Collected data
##########
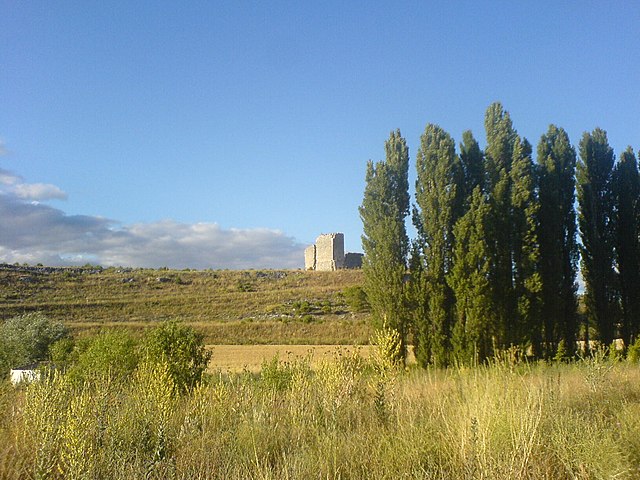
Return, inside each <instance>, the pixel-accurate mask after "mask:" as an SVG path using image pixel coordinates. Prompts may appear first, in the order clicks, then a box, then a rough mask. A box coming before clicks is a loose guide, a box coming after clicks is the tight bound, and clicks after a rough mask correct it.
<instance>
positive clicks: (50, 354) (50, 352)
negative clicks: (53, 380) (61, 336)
mask: <svg viewBox="0 0 640 480" xmlns="http://www.w3.org/2000/svg"><path fill="white" fill-rule="evenodd" d="M75 345H76V342H75V341H74V339H73V338H71V337H65V338H61V339H60V340H58V341H57V342H54V343H52V344H51V346H50V347H49V360H51V363H53V364H54V365H55V366H56V368H62V369H65V368H66V367H67V365H69V363H70V362H71V361H72V357H73V350H74V348H75Z"/></svg>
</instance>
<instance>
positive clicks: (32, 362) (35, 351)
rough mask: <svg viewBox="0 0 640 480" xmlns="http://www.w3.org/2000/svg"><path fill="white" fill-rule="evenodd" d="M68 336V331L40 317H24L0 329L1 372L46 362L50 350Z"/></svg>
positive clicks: (45, 317)
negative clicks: (25, 366)
mask: <svg viewBox="0 0 640 480" xmlns="http://www.w3.org/2000/svg"><path fill="white" fill-rule="evenodd" d="M68 335H69V331H68V329H67V327H65V326H64V325H63V324H62V323H60V322H54V321H52V320H50V319H49V318H47V317H46V316H44V315H42V314H41V313H27V314H24V315H19V316H17V317H13V318H10V319H9V320H7V321H6V322H4V323H3V324H1V325H0V347H1V348H0V350H2V352H3V353H2V354H0V368H2V372H1V374H2V375H6V373H7V371H8V369H10V368H15V367H21V366H25V365H29V364H31V363H36V362H40V361H43V360H46V359H47V358H48V352H49V347H50V346H51V345H52V344H53V343H55V342H56V341H58V340H60V339H62V338H65V337H67V336H68Z"/></svg>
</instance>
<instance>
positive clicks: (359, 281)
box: [0, 269, 640, 480]
mask: <svg viewBox="0 0 640 480" xmlns="http://www.w3.org/2000/svg"><path fill="white" fill-rule="evenodd" d="M361 282H362V273H361V272H359V271H341V272H334V273H321V272H301V271H284V272H280V271H249V272H234V271H216V272H213V271H204V272H202V271H201V272H192V271H179V272H178V271H169V270H130V269H106V270H92V269H80V270H73V269H69V270H66V269H53V270H51V271H49V272H48V273H47V272H41V273H38V272H36V271H34V270H31V269H26V270H24V271H20V270H17V269H13V270H11V269H4V270H3V269H0V287H1V288H0V315H1V317H2V319H6V318H10V317H12V316H15V315H20V314H23V313H27V312H33V311H38V312H42V313H44V314H45V315H47V316H48V317H50V318H52V319H54V320H59V321H63V322H64V323H65V324H66V325H68V326H69V327H71V329H72V331H73V333H74V334H75V335H77V336H79V337H83V336H89V335H92V334H93V333H95V332H97V331H99V330H101V329H105V328H106V329H113V328H115V327H123V328H125V329H127V330H130V331H132V332H134V333H135V332H137V333H140V334H142V333H143V332H144V331H145V330H147V329H148V328H149V327H151V326H155V325H158V324H159V323H160V322H161V321H163V320H166V319H178V320H182V321H183V322H184V323H186V324H187V325H190V326H192V327H194V328H195V329H197V330H199V331H201V332H203V333H204V334H205V341H206V343H207V344H208V348H209V349H211V350H212V353H213V357H212V361H211V363H210V365H209V369H208V371H207V373H206V375H205V376H204V378H203V381H202V382H201V383H200V384H198V385H197V386H196V387H195V388H194V389H191V390H187V391H182V390H180V389H179V388H177V386H176V385H175V384H174V383H173V380H172V377H171V375H170V374H169V370H168V367H167V365H166V364H163V363H162V362H159V363H154V364H149V363H145V362H143V363H141V364H140V365H139V366H138V367H137V369H136V370H135V371H134V373H133V374H132V376H130V377H127V378H125V379H115V378H110V377H109V376H106V377H99V378H97V379H94V380H91V381H85V382H84V383H82V382H81V383H79V382H77V381H73V379H72V378H70V376H69V375H65V374H62V373H55V374H51V375H50V376H49V377H47V378H46V379H45V380H43V381H40V382H36V383H32V384H30V385H20V386H18V387H13V386H12V385H11V384H9V382H8V381H2V382H0V479H4V478H6V479H33V478H37V479H139V478H147V479H231V480H233V479H397V478H415V479H443V480H444V479H463V480H464V479H469V480H471V479H549V480H555V479H613V478H616V479H635V478H640V367H639V366H638V364H637V363H636V362H633V361H631V360H621V359H619V358H616V357H615V356H611V357H607V356H605V355H604V354H602V353H601V352H597V353H596V354H595V355H594V356H593V357H589V358H585V359H582V360H578V361H575V362H571V363H555V364H554V363H551V364H546V363H544V362H539V363H526V362H524V363H517V362H516V361H515V359H514V358H512V357H509V356H508V355H505V356H504V357H501V358H498V359H495V360H494V361H492V362H490V363H489V364H487V365H480V366H476V367H472V368H471V367H457V368H448V369H426V370H423V369H419V368H417V367H416V366H415V364H413V363H412V362H410V363H409V365H408V366H407V367H406V368H399V367H396V366H394V365H392V364H391V363H389V361H388V360H387V359H388V358H389V356H388V355H385V354H384V353H381V349H380V348H379V347H377V346H376V345H370V344H369V340H370V339H371V338H372V333H373V332H372V329H371V327H370V326H369V319H368V314H367V313H366V312H365V313H361V312H359V311H356V310H355V309H352V308H351V307H350V306H349V302H348V301H347V300H346V299H345V295H344V292H345V290H346V289H348V288H349V287H354V286H357V285H360V284H361ZM356 344H361V345H360V346H355V345H356ZM630 358H631V357H630Z"/></svg>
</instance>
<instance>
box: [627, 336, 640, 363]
mask: <svg viewBox="0 0 640 480" xmlns="http://www.w3.org/2000/svg"><path fill="white" fill-rule="evenodd" d="M627 360H629V361H630V362H632V363H638V362H639V361H640V338H639V339H637V340H636V341H635V342H633V343H632V344H631V345H629V349H628V350H627Z"/></svg>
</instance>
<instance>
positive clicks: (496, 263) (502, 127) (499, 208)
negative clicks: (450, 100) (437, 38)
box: [484, 102, 518, 348]
mask: <svg viewBox="0 0 640 480" xmlns="http://www.w3.org/2000/svg"><path fill="white" fill-rule="evenodd" d="M484 125H485V131H486V135H487V147H486V149H485V158H486V162H485V164H486V171H487V179H488V187H487V194H488V197H489V204H490V206H491V215H490V223H489V228H487V237H488V238H487V244H488V245H489V258H490V264H491V274H490V277H491V282H492V288H493V292H494V308H495V319H496V322H497V325H495V331H496V332H497V333H498V336H497V341H498V346H499V347H500V348H506V347H508V346H509V345H510V343H511V338H509V337H510V334H511V332H512V331H513V328H512V324H511V322H512V321H513V319H514V318H517V317H516V298H515V292H514V286H513V278H514V275H513V267H514V265H513V240H514V236H513V235H512V226H513V217H512V213H513V212H512V205H511V201H512V196H511V191H512V187H513V185H512V176H511V173H510V172H511V169H512V163H513V158H514V146H515V143H516V140H517V139H518V135H517V133H516V131H515V129H514V128H513V124H512V122H511V117H510V115H509V112H507V111H505V110H504V108H503V107H502V105H501V104H500V103H497V102H496V103H493V104H492V105H490V106H489V108H488V109H487V112H486V114H485V120H484Z"/></svg>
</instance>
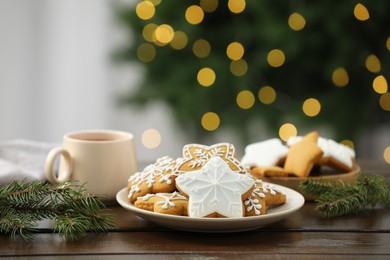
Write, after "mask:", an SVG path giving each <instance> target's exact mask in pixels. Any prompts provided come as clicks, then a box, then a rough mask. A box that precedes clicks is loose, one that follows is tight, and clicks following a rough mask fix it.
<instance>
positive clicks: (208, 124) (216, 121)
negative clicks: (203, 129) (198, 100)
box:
##########
> ABOUT THIS EXERCISE
What are the lines above, starting at the one with "positive clicks: (496, 263)" and ending at the one with "negative clicks: (450, 100) (437, 38)"? Give them again exactly, and only them.

> TASK OUTPUT
positive clicks: (496, 263) (502, 127) (499, 208)
negative clicks: (450, 100) (437, 38)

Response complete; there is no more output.